### Petunjuk
**A.** Ringkaslah paragraf dalam teks kutipan yang diawali "Berlandaskan pada etika pemerintahan" tanpa menghilangkan fakta utamanya.
**B.** Teruskan teks kutipan tentang pencalonan Gubernur DKI sebagai calon Presiden, mulai setelah kalimat terakhirnya.
===== Teks Kutipan =====
Regulasi memang tidak mewajibkan gubernur, wakil gubernur, bupati, wakil bupati, walikota, dan wakil walikota untuk mengundurkan diri bila dicalonkan sebagai calon Presiden atau calon Wakil Presiden. Namun mengingat DKI adalah provinsi khusus yang memiliki peran strategis dalam pemerintahan nasional, maka Gubernur DKI yang dicalonkan menjadi Presiden seharusnya mengundurkan diri demi efektivitas pemerintahan ibukota.
Berlandaskan pada etika pemerintahan dan regulasi khusus tentang DKI yakni UU 29/2007 (lex specialist), gubernur diharuskan meminta izin kepada Presiden apabila dicalonkan menjadi Presiden atau Wakil Presiden (Pasal 7 ayat (1) UU 42/2008). Jika permintaan izin kepada Presiden tersebut dalam kerangka landasan etika pemerintahan, maka secara etika pula Gubernur DKI harus mengundurkan diri demi tegaknya etika pemerintahan. Harus dicatat, penjelasan Pasal 7 ayat (1) UU 42/2008 menegaskan bahwa “permintaan izin kepada Presiden dalam rangka untuk menegakkan etika penyelenggaraan pemerintahan.” Berikut argumentasi pijakan perlunya DPRD DKI mengajukan hak angket atas pencalonan Gubernur DKI sebagai calon Presiden.
Pijakan Rasionalisasi Hukum Pemerintahan Daerah dan UU Lex Specialist dalam Pengajuan Hak Angket DPRD DKI:
Sesuai dengan ketentuan Pasal 298 Undang-Undang No. 27 Tahun 2009 tentang MPR, DPR, DPD dan DPRD, Hak angket adalah hak DPRD provinsi untuk melakukan penyelidikan terhadap kebijakan pemerintah provinsi yang penting dan strategis serta berdampak luas pada kehidupan masyarakat, daerah, dan negara yang diduga bertentangan dengan ketentuan peraturan perundangundangan.
===== Data yang Tersedia =====
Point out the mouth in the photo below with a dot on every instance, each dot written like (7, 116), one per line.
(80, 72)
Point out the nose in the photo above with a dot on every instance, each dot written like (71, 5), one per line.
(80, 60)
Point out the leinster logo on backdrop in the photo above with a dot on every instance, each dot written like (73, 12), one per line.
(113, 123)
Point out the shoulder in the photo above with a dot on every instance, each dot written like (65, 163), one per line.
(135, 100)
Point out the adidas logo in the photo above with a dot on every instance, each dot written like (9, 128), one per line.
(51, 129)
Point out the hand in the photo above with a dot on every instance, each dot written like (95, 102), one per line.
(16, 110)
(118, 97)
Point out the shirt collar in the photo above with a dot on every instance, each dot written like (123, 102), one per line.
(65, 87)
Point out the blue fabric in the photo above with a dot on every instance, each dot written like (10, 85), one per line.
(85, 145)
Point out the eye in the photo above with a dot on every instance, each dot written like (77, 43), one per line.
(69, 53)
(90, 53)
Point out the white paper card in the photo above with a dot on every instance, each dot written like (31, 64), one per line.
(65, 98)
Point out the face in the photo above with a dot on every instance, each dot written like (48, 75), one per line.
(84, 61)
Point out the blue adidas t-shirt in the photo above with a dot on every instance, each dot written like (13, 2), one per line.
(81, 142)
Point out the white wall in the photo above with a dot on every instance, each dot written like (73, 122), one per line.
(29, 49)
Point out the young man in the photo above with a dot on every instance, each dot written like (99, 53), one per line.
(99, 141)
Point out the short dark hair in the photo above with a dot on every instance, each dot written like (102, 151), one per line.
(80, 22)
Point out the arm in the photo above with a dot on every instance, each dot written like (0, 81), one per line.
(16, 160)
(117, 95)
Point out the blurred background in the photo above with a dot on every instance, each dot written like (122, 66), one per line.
=====
### Kunci Jawaban
**A.** Berdasarkan etika pemerintahan dan UU 29/2007 sebagai regulasi khusus (lex specialist) tentang DKI, gubernur yang dicalonkan sebagai Presiden atau Wakil Presiden wajib meminta izin kepada Presiden (Pasal 7 ayat (1) UU 42/2008). Penjelasan pasal tersebut menegaskan bahwa izin itu dimaksudkan untuk menegakkan etika penyelenggaraan pemerintahan. Karena itu, secara etika Gubernur DKI harus mengundurkan diri. Paragraf ini juga mengantar argumentasi tentang perlunya DPRD DKI mengajukan hak angket atas pencalonan tersebut.

**B.**
Pencalonan Gubernur DKI menjadi Presiden adalah kebijakan yang dapat dilakukan penyelidikannya karena keputusan tersebut bersifat penting dan strategis serta berdampak luas pada kehidupan masyarakat, terutama daerah Ibukota. Beberapa alasan penguat perlunya Gubernur DKI mengundurkan diri dari jabatannya bila yang bersangkutan mencalonkan diri menjadi Presiden, antara lain;
1. Efektifitas jalannya pemerintahan DKI sebagai daerah Ibukota yang otonominya berada pada tingkat provinsi.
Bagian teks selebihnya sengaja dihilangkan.